:: SELECTION ::

Updating policy_mapping_fn while using tune.run() and restoring from a checkpoint

  • Medium: It contributes to significant difficulty to complete my task, but I can work around it.

In my experiments, I wish to pre-train some agents with self-play on an environment (call it env a) before switching to training on a new environment (call it env b) where they play against each other. I therefore wish to restore the pre-trained policies to continue training on the new environment with a new policy_mapping_fn.

While I could achieve this using the algorithm.from_checkpoint() and then calling train(), I appreciate the helper functions of the ray.tune library, such as automated checkpoints and logging. Here is a pseudocode of my training process.

config = PPOConfig().environment(env=a).multi_agent(policy_mapping_fn=y).rollouts(num_rollout_workers=0)

trial = tune.run("PPO", config=config, checkpoint_at_end=True)
restore = trial.checkpoint.dir_or_data

config = config.environment(env=b).multi_agent(policy_mapping_fn=z)

tune.run(config, restore=restore)

:::
:: ENTRIES SHOWN ::

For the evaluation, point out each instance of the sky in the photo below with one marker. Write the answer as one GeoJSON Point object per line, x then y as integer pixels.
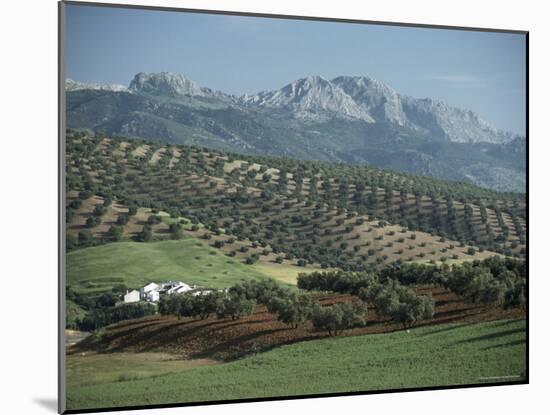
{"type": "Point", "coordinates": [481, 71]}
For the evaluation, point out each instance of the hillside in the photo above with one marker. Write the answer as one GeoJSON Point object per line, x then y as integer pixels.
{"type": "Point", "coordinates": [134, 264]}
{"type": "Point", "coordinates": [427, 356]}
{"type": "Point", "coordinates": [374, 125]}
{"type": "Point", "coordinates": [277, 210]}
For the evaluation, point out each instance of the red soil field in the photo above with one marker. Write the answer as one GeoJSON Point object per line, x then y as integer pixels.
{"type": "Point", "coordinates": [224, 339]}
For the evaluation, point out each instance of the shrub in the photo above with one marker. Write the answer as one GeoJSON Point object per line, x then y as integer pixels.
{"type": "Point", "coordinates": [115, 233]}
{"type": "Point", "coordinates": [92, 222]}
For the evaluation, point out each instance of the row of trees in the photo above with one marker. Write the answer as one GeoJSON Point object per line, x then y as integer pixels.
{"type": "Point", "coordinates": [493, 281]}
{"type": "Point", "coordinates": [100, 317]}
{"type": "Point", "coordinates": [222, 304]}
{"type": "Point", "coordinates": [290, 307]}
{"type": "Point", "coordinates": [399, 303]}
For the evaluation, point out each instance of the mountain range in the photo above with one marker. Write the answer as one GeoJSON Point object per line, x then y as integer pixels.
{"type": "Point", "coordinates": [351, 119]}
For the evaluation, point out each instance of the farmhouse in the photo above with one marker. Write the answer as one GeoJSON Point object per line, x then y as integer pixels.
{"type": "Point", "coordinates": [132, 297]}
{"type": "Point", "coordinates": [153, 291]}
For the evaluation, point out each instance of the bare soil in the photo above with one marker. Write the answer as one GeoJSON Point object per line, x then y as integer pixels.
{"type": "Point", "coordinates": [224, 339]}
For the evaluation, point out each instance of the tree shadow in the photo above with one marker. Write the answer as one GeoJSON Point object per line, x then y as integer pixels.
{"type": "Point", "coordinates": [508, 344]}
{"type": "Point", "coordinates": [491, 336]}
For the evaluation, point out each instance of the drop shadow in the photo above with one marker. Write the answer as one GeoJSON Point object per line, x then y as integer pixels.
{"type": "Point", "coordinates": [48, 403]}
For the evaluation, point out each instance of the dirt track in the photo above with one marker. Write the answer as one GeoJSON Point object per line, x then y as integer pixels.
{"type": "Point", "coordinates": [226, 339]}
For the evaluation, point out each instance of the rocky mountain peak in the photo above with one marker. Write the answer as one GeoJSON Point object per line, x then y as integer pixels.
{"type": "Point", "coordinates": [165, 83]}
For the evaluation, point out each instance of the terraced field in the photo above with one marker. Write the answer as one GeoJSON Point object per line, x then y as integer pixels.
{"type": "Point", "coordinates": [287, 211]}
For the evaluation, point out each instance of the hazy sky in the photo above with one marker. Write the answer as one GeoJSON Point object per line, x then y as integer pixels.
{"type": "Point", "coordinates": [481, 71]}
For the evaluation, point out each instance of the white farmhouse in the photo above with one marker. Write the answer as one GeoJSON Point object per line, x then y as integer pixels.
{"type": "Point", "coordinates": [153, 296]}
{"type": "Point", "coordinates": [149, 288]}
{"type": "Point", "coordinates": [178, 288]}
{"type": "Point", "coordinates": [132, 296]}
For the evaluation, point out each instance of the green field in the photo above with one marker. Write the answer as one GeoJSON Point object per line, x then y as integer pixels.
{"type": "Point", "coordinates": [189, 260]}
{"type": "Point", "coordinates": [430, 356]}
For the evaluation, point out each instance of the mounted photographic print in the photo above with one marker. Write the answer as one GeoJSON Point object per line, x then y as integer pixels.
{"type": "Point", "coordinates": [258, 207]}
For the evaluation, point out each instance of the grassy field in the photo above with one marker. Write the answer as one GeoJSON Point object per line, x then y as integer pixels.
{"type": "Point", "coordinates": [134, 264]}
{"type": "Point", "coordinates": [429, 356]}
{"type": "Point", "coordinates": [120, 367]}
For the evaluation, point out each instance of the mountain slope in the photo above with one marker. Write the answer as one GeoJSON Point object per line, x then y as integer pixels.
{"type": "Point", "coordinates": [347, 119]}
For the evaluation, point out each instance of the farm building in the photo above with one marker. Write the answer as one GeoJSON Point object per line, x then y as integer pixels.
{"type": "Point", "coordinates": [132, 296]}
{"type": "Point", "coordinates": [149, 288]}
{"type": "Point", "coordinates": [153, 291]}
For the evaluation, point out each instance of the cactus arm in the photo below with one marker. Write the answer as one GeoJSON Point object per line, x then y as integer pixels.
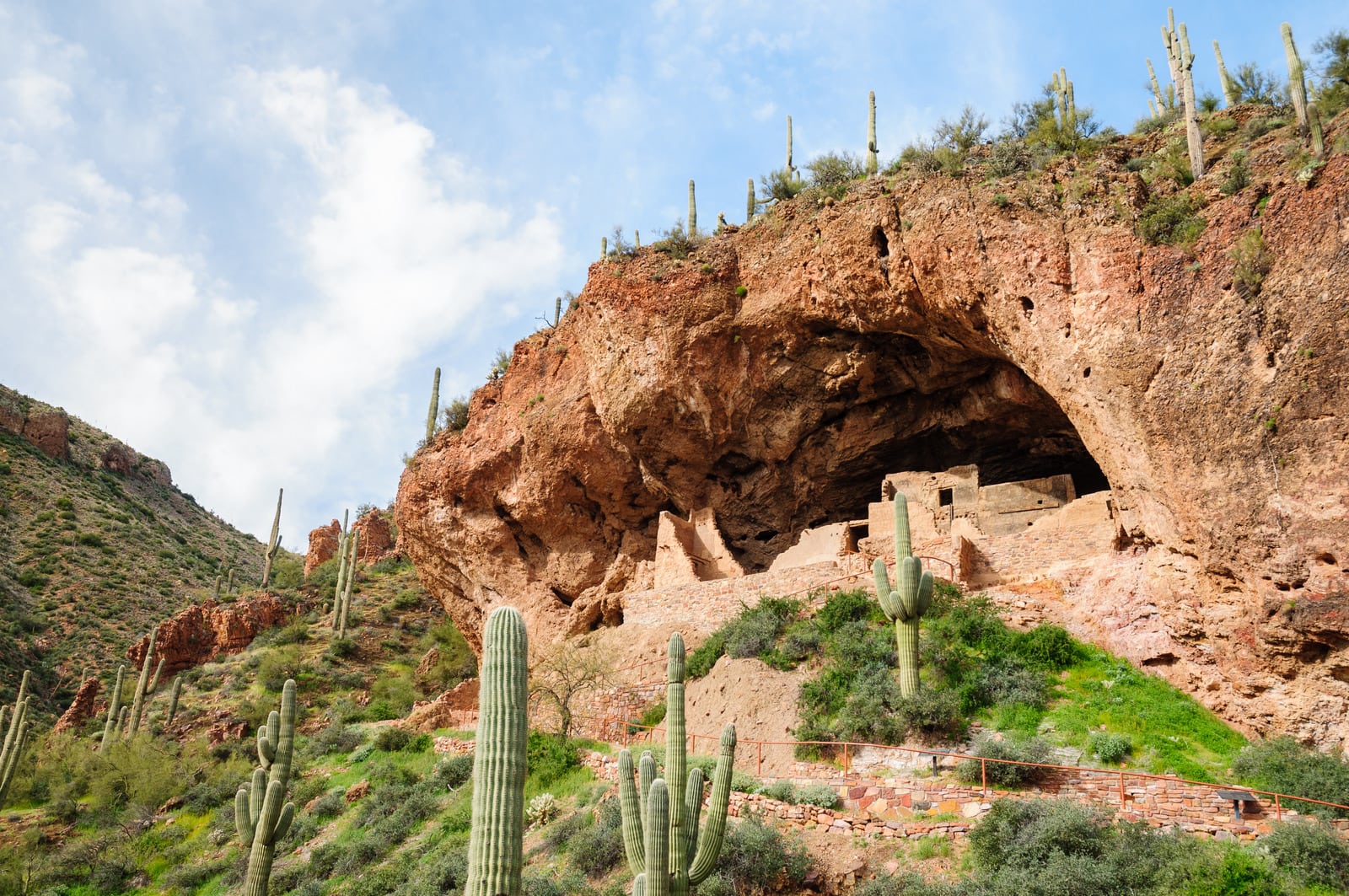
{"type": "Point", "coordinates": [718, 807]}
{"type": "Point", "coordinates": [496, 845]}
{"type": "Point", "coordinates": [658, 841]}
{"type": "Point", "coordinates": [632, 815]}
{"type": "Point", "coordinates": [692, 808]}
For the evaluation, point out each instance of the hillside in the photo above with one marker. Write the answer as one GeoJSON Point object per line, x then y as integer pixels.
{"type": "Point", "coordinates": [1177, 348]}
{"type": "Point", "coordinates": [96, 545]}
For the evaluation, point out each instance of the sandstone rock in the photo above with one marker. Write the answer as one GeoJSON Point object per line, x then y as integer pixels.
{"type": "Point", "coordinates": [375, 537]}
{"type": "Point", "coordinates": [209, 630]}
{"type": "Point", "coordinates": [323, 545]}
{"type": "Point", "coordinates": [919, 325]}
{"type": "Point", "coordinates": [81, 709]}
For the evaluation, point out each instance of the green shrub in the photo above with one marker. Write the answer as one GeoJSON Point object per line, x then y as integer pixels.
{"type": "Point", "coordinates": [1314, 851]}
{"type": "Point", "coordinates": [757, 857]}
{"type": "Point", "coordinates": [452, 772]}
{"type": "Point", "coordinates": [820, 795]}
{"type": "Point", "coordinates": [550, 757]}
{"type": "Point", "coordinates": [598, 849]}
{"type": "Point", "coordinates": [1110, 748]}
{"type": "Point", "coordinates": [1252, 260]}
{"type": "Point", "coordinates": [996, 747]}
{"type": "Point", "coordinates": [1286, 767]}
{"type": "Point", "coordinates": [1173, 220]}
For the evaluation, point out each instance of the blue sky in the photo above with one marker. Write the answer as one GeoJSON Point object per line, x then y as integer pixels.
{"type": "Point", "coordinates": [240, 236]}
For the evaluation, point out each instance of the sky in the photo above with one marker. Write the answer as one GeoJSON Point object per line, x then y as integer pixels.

:::

Extract from the post above on restoring a checkpoint with tune.run() the passage from "In my experiments, I" to "tune.run(config, restore=restore)", copied word for word.

In my experiments, I wish to pre-train some agents with self-play on an environment (call it env a) before switching to training on a new environment (call it env b) where they play against each other. I therefore wish to restore the pre-trained policies to continue training on the new environment with a new policy_mapping_fn.

While I could achieve this using the algorithm.from_checkpoint() and then calling train(), I appreciate the helper functions of the ray.tune library, such as automated checkpoints and logging. Here is a pseudocode of my training process.

config = PPOConfig().environment(env=a).multi_agent(policy_mapping_fn=y).rollouts(num_rollout_workers=0)

trial = tune.run("PPO", config=config, checkpoint_at_end=True)
restore = trial.checkpoint.dir_or_data

config = config.environment(env=b).multi_agent(policy_mapping_fn=z)

tune.run(config, restore=restore)